▶ [Problem requirements] Quote the records below word for word, please, from the very first line through the one that contains "box: [363, 120, 405, 137]", and nothing beyond it.

▶ [Material provided]
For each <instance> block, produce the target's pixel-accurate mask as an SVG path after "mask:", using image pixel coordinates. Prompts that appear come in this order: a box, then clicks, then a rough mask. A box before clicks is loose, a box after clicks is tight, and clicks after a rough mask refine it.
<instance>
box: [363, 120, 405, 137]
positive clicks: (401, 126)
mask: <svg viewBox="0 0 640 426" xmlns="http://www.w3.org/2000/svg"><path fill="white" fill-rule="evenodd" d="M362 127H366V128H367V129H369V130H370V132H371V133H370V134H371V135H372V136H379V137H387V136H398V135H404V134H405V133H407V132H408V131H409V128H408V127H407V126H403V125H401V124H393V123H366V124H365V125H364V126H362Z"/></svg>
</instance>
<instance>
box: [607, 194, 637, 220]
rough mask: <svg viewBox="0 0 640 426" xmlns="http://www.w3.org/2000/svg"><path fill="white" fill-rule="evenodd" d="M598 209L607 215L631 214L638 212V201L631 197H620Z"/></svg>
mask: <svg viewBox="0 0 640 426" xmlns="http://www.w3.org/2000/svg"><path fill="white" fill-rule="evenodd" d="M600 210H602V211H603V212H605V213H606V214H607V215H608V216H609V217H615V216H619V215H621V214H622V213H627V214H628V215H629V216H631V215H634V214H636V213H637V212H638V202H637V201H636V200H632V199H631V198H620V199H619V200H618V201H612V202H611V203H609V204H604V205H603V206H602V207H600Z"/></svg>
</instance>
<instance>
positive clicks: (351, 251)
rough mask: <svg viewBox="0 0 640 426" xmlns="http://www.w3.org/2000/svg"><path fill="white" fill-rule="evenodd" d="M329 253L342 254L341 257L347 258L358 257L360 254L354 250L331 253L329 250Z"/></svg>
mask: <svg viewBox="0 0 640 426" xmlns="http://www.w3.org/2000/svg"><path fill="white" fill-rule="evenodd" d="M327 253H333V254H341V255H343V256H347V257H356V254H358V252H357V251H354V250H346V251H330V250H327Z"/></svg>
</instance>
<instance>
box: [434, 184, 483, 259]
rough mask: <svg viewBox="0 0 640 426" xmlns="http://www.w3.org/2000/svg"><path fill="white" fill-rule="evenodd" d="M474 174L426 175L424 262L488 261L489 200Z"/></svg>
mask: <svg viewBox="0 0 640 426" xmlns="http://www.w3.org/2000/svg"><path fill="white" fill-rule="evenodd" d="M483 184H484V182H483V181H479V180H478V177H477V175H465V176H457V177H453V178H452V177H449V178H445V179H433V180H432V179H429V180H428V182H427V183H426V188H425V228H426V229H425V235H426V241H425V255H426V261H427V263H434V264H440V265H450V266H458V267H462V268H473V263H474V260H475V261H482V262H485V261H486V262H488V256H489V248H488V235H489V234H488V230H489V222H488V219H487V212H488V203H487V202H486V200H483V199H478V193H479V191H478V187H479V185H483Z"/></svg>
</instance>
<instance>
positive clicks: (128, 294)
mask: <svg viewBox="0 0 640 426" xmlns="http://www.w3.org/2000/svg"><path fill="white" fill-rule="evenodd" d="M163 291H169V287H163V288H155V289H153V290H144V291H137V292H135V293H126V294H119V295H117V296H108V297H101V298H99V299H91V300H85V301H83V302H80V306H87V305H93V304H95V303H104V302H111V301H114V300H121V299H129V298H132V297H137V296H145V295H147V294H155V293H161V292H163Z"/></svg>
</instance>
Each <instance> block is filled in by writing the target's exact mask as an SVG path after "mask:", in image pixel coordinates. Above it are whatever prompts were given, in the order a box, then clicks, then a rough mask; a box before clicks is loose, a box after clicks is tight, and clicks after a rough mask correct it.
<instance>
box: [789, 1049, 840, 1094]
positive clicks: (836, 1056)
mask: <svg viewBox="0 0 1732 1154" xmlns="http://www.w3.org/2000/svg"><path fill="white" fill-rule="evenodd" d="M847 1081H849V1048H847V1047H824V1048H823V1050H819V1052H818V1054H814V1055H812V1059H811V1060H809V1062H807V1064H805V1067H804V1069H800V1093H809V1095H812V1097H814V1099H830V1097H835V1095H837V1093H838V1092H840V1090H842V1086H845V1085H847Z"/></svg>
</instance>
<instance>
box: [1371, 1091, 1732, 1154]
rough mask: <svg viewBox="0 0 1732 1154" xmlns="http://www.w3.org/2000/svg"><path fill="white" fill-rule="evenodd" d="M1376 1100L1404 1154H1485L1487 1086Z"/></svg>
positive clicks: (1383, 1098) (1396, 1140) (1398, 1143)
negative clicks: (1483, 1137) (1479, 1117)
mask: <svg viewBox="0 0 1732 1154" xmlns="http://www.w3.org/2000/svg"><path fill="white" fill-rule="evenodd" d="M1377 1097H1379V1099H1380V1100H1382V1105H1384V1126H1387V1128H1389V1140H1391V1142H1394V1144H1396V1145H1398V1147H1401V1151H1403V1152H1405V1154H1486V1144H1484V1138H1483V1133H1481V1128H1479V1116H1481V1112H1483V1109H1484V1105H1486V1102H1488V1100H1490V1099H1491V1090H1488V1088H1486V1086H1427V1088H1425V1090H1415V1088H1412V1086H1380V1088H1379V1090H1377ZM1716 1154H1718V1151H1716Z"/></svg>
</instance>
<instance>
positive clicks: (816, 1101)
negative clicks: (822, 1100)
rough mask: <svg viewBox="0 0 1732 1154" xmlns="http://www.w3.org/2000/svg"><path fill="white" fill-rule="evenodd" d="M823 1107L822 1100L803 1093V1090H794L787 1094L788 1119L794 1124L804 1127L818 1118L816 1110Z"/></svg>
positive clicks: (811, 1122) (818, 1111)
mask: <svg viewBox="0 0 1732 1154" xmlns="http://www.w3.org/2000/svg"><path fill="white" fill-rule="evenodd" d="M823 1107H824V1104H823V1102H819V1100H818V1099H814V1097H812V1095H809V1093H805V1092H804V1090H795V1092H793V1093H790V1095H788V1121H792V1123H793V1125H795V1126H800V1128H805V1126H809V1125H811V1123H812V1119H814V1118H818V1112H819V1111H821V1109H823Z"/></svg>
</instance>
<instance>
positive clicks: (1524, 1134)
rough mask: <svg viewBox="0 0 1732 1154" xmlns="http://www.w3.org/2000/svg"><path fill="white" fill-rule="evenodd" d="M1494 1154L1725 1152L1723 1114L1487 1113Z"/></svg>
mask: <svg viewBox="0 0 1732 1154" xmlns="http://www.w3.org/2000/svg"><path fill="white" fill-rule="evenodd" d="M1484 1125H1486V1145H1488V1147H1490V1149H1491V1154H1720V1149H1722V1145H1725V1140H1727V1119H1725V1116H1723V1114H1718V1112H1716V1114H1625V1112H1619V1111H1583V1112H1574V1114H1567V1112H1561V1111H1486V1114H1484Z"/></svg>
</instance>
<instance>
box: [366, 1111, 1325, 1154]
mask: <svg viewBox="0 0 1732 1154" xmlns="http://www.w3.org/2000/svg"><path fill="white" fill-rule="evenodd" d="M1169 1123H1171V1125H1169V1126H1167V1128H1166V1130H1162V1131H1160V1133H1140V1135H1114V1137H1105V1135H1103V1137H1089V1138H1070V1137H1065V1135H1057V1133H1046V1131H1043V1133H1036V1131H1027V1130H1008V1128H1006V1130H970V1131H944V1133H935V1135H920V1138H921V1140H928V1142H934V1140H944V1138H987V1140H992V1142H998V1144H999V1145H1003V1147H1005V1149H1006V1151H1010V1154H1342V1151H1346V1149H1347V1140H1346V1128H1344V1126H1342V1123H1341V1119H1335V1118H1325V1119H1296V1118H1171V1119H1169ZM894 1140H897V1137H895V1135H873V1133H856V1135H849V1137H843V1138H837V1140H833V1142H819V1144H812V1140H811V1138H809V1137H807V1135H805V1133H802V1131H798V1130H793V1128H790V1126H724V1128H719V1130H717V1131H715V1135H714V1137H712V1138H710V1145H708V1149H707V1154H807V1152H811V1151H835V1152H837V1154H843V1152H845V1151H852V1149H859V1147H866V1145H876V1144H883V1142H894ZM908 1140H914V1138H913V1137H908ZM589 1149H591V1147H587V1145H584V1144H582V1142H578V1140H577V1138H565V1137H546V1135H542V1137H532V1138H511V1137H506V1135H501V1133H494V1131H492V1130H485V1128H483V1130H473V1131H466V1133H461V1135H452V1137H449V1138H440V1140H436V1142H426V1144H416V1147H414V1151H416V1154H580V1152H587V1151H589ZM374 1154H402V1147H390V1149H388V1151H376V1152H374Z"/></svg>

▶ [Result]
For each <instance> block, produce the target's pixel-accurate mask as an SVG path after "mask:", using image pixel coordinates. Prompts that appear come in this order: a box, then clicks, then a rough mask. A box before clicks is loose, a box after clicks is tight, and clicks after a rough mask refine it.
<instance>
box: [363, 120, 405, 137]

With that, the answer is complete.